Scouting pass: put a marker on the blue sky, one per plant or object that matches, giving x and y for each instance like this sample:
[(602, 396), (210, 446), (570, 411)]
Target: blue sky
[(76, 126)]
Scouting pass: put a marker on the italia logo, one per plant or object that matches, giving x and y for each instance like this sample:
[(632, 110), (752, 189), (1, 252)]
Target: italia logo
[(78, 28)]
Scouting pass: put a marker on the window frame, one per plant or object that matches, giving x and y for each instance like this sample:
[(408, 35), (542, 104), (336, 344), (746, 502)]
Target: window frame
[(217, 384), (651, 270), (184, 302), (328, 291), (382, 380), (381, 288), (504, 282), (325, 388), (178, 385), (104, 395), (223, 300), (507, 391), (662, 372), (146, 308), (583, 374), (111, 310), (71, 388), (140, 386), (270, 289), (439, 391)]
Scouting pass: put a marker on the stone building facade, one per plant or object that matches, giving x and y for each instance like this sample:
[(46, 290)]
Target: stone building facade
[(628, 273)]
• • • • • • •
- _Work order_
In the listing above, find every line with the word "like" and copy it.

- _Output for this task_
Scouting pass: put a marker on the blue sky, one per plant or object that matches, giving x and y for each instance like this sample:
Scouting pass: put a marker on the italia logo, one per plant or object that matches, giving x and y for each instance like this sample:
Scouting pass: put a marker on the window frame, one per plant or object that matches, giving x and y for each instance like this sample:
Scouting pass: put a marker on the stone building facade, one per plant or object that matches, giving x and y for each instance like this sample:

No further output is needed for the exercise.